> Data to use:
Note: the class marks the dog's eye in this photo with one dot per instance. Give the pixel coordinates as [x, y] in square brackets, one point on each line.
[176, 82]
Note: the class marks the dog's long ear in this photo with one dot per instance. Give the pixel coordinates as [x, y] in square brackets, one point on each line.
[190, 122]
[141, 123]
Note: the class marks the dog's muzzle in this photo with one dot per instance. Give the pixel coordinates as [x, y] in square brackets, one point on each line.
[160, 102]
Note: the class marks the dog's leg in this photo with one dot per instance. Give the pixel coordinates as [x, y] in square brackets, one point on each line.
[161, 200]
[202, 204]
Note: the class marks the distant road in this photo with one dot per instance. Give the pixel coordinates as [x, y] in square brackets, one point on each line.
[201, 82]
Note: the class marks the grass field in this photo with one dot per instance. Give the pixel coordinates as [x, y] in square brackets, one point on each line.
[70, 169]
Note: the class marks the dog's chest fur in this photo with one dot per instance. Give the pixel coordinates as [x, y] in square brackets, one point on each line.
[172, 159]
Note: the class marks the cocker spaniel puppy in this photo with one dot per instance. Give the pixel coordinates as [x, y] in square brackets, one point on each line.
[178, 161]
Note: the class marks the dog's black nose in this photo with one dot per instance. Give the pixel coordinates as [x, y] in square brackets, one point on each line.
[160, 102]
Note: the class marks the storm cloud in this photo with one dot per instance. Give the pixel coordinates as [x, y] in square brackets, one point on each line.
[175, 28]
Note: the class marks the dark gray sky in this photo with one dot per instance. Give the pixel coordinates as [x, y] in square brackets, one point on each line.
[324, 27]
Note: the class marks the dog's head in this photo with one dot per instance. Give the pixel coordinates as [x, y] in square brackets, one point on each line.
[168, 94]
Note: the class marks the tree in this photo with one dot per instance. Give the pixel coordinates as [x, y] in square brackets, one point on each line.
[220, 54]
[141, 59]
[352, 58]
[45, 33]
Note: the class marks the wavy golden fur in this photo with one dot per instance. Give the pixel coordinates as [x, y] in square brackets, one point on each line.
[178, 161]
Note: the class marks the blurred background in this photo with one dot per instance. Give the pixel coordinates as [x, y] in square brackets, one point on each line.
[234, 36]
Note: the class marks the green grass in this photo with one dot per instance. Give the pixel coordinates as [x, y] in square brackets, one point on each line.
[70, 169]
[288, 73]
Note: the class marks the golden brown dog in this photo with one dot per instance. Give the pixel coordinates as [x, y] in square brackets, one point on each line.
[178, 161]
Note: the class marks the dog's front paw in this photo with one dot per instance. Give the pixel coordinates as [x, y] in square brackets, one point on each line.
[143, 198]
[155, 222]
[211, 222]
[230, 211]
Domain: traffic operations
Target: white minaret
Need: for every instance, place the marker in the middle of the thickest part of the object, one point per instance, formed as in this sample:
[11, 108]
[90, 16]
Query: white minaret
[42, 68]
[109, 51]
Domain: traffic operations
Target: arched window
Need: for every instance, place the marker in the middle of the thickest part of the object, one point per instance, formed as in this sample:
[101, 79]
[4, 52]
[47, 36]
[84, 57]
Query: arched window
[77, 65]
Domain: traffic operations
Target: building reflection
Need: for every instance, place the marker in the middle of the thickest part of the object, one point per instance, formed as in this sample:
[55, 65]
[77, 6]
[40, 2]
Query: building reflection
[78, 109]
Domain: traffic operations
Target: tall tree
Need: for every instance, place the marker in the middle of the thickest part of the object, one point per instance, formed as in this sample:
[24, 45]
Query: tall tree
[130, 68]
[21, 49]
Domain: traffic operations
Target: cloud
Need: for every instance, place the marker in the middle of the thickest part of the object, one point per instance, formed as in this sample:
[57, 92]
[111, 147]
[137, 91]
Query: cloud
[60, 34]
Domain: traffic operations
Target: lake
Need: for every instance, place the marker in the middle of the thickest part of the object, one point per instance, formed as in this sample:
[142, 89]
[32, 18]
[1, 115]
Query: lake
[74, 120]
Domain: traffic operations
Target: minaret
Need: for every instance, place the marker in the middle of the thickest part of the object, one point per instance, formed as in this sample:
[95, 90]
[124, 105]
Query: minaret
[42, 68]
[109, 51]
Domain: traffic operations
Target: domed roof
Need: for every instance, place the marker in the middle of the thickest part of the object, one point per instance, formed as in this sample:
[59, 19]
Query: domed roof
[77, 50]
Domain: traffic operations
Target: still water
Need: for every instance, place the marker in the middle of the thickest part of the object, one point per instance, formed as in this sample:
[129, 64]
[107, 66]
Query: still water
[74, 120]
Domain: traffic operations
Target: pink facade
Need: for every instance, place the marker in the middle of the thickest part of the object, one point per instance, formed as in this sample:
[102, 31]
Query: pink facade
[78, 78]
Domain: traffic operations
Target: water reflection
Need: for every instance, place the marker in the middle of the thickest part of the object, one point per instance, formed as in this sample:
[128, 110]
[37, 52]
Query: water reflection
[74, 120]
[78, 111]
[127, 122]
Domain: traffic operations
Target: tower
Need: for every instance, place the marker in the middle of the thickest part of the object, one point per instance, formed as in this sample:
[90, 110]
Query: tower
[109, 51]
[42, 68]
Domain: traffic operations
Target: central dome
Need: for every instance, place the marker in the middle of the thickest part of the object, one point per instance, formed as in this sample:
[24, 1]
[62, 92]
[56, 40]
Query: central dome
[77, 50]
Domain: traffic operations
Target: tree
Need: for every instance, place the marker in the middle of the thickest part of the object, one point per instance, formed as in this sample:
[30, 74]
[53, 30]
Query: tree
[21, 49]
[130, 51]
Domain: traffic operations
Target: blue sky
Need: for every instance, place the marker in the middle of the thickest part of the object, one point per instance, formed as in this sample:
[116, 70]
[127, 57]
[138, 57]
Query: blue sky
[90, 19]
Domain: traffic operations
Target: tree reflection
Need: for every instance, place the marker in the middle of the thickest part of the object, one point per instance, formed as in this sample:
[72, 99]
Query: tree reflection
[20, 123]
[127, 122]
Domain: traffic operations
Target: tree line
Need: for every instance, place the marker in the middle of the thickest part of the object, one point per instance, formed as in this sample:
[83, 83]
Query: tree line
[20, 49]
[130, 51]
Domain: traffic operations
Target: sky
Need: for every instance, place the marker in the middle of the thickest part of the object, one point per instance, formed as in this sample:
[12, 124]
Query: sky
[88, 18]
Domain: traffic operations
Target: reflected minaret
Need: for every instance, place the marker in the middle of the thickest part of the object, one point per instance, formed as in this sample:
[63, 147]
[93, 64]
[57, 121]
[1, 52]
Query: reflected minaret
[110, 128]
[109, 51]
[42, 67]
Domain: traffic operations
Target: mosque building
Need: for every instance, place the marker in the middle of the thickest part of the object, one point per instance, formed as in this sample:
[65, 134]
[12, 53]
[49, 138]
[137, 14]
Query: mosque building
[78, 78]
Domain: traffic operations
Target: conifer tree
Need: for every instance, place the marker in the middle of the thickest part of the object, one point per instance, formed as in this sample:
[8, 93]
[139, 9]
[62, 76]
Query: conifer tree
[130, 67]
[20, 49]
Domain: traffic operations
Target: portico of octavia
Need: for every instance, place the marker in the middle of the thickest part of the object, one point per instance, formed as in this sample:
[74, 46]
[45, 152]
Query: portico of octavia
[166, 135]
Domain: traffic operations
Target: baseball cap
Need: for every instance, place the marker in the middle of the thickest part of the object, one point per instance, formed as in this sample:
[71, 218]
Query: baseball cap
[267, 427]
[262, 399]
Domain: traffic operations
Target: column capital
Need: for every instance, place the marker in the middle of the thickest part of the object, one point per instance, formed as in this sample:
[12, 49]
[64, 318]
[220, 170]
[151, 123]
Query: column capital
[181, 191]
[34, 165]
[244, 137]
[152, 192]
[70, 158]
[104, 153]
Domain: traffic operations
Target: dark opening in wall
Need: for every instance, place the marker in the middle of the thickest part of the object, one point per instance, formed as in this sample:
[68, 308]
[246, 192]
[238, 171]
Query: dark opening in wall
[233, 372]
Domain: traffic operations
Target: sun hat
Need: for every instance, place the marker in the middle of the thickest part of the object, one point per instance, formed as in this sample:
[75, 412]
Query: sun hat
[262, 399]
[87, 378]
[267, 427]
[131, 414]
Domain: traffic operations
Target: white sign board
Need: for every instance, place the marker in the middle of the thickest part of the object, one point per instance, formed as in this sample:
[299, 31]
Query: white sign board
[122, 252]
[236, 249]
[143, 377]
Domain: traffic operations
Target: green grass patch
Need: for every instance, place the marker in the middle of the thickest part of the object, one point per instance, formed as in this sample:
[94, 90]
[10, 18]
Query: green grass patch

> Required work: Out of the data above, transcribe exactly and only the lines starting with the line that has "Query: white minaret" and going on through the line that has "Target: tall tree", both included.

> Solution to this problem:
Query: white minaret
[42, 68]
[109, 51]
Domain: traffic operations
Target: arched window
Need: for every instance, place the marker in the middle of the thickest part of the object, one point per instance, formed as in this sample:
[101, 79]
[4, 52]
[47, 36]
[84, 57]
Query: arched window
[77, 65]
Domain: traffic operations
Target: building reflection
Need: for every instance, place the marker in the middle of the thickest part of the object, one point per instance, formed as in this sample:
[55, 65]
[77, 6]
[40, 2]
Query: building reflection
[78, 109]
Domain: traffic operations
Target: tall tree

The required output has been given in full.